**SOURCE DATA:**

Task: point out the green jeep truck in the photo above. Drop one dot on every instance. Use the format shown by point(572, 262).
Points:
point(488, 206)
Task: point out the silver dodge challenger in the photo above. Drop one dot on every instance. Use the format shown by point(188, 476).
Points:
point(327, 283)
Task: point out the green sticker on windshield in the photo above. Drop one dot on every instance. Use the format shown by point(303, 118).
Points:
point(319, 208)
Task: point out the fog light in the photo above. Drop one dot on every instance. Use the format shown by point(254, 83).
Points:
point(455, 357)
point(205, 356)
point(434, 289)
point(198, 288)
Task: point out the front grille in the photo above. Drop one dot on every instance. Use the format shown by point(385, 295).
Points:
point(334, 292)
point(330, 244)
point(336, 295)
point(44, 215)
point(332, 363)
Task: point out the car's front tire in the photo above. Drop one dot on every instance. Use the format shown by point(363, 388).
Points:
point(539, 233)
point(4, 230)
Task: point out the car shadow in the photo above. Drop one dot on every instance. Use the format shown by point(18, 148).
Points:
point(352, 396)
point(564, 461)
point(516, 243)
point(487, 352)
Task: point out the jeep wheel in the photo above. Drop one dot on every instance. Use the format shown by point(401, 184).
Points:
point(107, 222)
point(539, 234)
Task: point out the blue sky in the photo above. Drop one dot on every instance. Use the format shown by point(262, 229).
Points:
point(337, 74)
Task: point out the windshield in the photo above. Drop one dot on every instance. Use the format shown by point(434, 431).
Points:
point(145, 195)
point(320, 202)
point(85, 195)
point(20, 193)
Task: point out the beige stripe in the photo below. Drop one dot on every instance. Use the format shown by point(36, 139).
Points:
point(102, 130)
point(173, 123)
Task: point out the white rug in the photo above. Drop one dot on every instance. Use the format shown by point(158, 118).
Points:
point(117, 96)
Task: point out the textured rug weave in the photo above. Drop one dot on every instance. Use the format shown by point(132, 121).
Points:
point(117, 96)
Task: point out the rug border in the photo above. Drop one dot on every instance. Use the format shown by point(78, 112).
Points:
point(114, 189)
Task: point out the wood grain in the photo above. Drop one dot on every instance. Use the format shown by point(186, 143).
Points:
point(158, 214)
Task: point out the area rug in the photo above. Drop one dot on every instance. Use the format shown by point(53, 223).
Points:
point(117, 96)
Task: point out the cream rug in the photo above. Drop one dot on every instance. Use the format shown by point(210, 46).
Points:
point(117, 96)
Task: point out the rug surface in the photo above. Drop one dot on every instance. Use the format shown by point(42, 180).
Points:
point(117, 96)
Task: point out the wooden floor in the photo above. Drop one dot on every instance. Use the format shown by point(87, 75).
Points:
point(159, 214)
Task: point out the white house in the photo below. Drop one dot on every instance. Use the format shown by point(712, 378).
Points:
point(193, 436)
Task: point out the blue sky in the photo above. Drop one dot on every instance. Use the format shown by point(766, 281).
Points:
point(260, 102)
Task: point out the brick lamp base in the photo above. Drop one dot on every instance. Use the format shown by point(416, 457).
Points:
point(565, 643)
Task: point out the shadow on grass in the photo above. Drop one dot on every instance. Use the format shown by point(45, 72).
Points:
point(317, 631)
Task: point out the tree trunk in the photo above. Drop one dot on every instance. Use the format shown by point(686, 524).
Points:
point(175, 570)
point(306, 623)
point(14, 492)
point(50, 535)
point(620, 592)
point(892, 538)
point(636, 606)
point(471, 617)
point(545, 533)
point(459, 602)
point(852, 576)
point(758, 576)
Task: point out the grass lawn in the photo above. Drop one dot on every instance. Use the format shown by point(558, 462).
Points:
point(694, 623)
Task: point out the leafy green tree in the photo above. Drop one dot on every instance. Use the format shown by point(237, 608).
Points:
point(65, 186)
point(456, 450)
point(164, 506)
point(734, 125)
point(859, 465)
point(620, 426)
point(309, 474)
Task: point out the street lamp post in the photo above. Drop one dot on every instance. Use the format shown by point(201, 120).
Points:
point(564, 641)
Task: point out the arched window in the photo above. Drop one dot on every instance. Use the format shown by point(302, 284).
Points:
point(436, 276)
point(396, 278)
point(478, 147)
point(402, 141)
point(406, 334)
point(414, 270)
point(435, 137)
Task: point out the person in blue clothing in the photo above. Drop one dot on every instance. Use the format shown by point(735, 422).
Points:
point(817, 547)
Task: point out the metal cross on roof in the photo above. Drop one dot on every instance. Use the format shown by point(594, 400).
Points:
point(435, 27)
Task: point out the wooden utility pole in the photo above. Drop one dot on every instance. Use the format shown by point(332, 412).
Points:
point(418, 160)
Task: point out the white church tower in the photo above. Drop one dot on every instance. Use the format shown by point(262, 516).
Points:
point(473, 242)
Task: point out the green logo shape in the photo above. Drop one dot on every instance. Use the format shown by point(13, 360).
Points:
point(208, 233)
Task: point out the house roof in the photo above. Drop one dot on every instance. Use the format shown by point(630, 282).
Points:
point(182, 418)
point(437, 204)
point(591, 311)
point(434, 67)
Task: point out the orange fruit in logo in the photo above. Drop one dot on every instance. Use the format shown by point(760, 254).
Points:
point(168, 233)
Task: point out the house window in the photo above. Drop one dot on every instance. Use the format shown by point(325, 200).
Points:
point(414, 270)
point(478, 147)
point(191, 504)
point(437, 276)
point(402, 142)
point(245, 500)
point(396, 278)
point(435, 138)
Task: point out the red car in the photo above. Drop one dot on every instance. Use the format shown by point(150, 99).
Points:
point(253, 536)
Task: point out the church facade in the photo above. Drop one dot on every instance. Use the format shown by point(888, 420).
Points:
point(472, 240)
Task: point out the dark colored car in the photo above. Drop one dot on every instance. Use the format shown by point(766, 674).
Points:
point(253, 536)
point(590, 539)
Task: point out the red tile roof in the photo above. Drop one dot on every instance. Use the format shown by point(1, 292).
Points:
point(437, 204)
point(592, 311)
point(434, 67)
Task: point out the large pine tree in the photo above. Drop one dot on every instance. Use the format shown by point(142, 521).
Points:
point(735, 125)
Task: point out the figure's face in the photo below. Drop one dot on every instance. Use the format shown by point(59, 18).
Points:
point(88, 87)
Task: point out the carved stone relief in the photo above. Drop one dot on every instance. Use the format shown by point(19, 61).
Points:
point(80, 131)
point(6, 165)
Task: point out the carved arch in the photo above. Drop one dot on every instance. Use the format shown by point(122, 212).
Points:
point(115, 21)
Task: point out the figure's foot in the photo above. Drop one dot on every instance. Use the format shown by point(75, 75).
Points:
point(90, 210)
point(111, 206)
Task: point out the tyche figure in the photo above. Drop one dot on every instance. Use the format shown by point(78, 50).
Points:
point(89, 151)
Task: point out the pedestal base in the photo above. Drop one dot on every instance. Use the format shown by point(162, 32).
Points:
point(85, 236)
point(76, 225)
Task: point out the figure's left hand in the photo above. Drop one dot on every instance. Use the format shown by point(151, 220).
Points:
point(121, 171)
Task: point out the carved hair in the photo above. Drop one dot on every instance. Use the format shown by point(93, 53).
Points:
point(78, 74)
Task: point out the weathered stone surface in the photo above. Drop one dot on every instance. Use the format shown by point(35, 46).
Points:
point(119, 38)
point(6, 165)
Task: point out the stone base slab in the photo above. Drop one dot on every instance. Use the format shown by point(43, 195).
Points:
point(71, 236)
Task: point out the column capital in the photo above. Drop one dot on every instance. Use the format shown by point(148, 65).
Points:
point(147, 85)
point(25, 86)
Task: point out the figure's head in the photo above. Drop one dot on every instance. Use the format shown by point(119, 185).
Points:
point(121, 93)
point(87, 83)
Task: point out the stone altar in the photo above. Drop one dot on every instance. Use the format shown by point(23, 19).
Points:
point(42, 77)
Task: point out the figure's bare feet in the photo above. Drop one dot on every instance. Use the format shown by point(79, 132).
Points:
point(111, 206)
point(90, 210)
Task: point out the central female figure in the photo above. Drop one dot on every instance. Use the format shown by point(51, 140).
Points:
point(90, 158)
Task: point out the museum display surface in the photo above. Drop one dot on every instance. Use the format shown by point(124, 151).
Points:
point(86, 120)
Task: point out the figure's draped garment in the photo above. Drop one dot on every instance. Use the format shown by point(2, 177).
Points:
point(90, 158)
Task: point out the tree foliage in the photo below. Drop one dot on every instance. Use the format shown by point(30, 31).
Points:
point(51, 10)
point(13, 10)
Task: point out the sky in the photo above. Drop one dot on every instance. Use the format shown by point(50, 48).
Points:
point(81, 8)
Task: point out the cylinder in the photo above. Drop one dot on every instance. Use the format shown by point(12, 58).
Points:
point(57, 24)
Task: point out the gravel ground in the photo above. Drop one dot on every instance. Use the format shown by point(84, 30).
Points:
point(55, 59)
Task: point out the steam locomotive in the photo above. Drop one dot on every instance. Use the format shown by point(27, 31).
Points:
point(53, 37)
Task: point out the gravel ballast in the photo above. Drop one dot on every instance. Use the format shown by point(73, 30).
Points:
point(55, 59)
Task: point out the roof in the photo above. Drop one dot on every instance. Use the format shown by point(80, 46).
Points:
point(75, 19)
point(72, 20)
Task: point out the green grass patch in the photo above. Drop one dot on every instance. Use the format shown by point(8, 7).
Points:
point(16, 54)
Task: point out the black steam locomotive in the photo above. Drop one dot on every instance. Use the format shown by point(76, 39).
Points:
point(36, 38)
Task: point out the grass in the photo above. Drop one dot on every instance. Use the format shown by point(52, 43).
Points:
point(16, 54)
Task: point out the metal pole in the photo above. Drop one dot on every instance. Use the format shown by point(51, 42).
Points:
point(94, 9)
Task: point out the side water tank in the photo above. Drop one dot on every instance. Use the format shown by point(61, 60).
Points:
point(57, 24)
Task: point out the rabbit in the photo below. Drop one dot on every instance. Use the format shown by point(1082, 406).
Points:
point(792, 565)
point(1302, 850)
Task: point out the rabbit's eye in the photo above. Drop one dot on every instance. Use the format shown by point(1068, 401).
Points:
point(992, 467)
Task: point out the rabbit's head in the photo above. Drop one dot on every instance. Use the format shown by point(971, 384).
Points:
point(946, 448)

**TASK PROMPT:**
The answer should consist of all lines from the records above that hold the word "church".

**ANSWER SPACE:**
Task: point out the white church tower in the photo above. Drop one dot on every instance. Use the format shown by point(262, 516).
Task: point out the church facade in the photo above. Drop one dot on every instance. Use the format shown by point(888, 420).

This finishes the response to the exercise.